#### EXTRACTED TEXT

Prior functions

bvnormal_covariance(σ11, σ22, ρ)

Converting 2 standard deviations and their correlation into a bivariate covariance matrix and Cholesky factorizing the result.

gamma_mode_std_to_α_θ(m, σ)

Convert a gamma distribution's mode and standard deviation into it's shape and scale parameters

Arguments

• m::Real: Desired mode of gamma distribution
• σ::Real: Desired standard deviation of gamma distribution

gauss_cdf(x)

The CDF of a Gaussian (i.e. (1 + erf(x))/2)

log_Rayleigh(x, σ; d=0, cutoff=Inf)

Log of the Rayleigh PDF. https://en.wikipedia.org/wiki/Rayleigh_distribution

Arguments

• x::Real: Input
• σ::Real: The mode
• d::Integer=0: How many derivatives to take
• cutoff::Real=Inf: Where to cutoff the tail of the distribution

log_bvnormal(xs, Σ; μ=zeros(T, 2), d=[0,0], lows=zeros(T, 2) .- Inf)

########
#### DATA EXCERPTS

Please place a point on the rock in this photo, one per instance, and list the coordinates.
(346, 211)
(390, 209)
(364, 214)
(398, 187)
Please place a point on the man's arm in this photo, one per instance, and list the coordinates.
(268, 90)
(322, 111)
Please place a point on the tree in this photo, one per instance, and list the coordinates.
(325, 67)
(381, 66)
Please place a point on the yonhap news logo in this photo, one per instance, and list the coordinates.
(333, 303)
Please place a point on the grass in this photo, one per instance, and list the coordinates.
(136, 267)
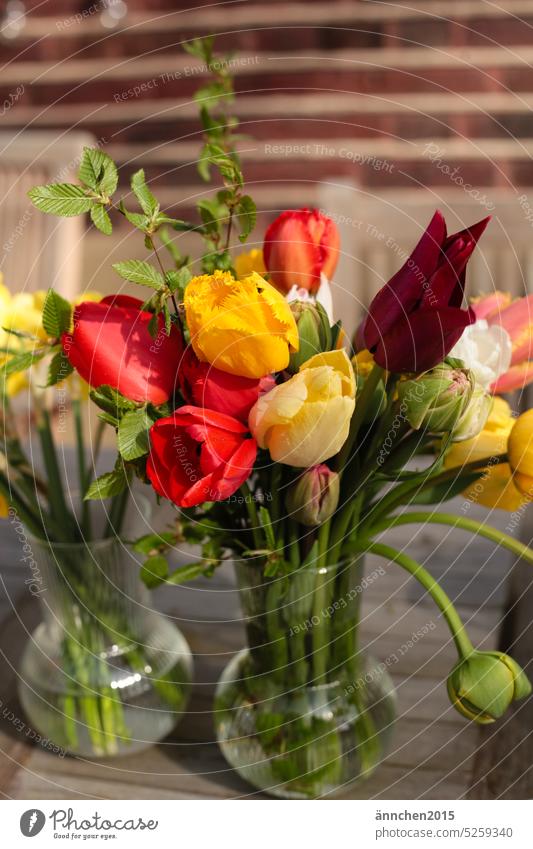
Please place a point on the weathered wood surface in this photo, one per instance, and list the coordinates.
(434, 751)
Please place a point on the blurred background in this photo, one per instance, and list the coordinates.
(376, 112)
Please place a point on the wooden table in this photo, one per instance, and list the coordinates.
(436, 754)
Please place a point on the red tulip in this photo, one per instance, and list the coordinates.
(206, 386)
(416, 318)
(199, 455)
(111, 344)
(300, 245)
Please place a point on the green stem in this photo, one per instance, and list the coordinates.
(58, 504)
(441, 599)
(252, 514)
(357, 419)
(82, 471)
(400, 493)
(471, 525)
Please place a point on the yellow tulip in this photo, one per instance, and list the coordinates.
(246, 264)
(243, 327)
(520, 451)
(306, 420)
(496, 488)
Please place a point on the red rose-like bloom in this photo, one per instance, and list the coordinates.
(199, 455)
(416, 318)
(299, 245)
(111, 344)
(206, 386)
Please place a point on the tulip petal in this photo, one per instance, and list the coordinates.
(422, 340)
(404, 290)
(517, 377)
(517, 319)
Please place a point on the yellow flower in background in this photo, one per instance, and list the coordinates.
(520, 451)
(306, 420)
(363, 363)
(243, 327)
(497, 487)
(246, 264)
(4, 507)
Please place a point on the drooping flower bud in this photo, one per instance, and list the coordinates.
(313, 330)
(483, 685)
(437, 399)
(475, 415)
(314, 496)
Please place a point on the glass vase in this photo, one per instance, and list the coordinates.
(103, 674)
(303, 712)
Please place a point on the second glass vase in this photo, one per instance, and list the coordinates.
(302, 712)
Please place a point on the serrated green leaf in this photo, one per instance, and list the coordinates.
(147, 201)
(136, 218)
(140, 272)
(59, 369)
(57, 314)
(133, 434)
(98, 171)
(246, 216)
(63, 199)
(154, 571)
(177, 280)
(108, 484)
(101, 219)
(111, 401)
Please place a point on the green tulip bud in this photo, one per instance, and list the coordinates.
(314, 332)
(474, 417)
(437, 399)
(314, 496)
(484, 684)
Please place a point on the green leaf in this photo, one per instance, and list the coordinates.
(111, 401)
(133, 430)
(108, 484)
(177, 280)
(266, 524)
(138, 271)
(57, 314)
(101, 219)
(20, 362)
(247, 216)
(64, 199)
(98, 171)
(59, 369)
(154, 571)
(147, 201)
(136, 218)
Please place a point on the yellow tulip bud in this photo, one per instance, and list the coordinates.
(243, 327)
(520, 452)
(306, 420)
(497, 485)
(483, 685)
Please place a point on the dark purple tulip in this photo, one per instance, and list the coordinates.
(416, 318)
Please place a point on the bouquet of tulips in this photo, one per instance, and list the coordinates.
(235, 395)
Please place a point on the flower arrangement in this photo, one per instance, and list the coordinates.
(235, 396)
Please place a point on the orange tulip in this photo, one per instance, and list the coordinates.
(300, 245)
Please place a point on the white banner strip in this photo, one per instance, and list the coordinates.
(236, 824)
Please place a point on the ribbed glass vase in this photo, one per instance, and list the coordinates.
(303, 713)
(103, 674)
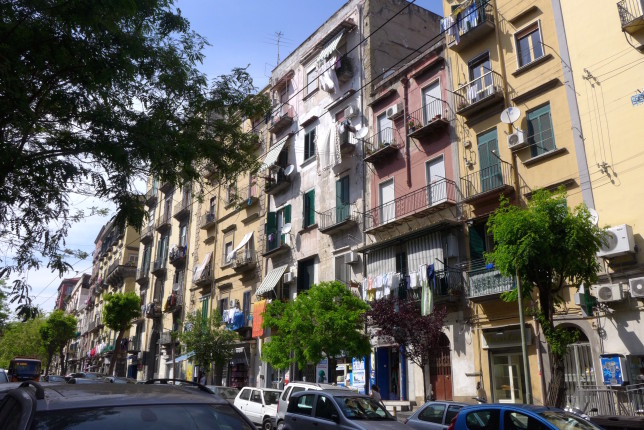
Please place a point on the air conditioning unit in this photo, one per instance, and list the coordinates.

########

- [EXERCISES]
1. Sum up the prior functions text in two sentences.
2. Print, word for word, the part of the prior functions text between "bvnormal_covariance(σ11, σ22, ρ)" and "gamma_mode_std_to_α_θ(m, σ)", inclusive.

- [PER-TASK OUTPUTS]
1. The text lists prior functions such as bvnormal_covariance, which turns two standard deviations and their correlation into a bivariate covariance matrix and Cholesky factorizes it, and gamma_mode_std_to_α_θ, which converts a gamma distribution's mode and standard deviation into its shape and scale parameters. It also gives gauss_cdf as the CDF of a Gaussian and log_Rayleigh as the log of the Rayleigh PDF, whose arguments set the input, the mode, how many derivatives to take, and where to cut off the tail.

2.
bvnormal_covariance(σ11, σ22, ρ)

Converting 2 standard deviations and their correlation into a bivariate covariance matrix and Cholesky factorizing the result.

gamma_mode_std_to_α_θ(m, σ)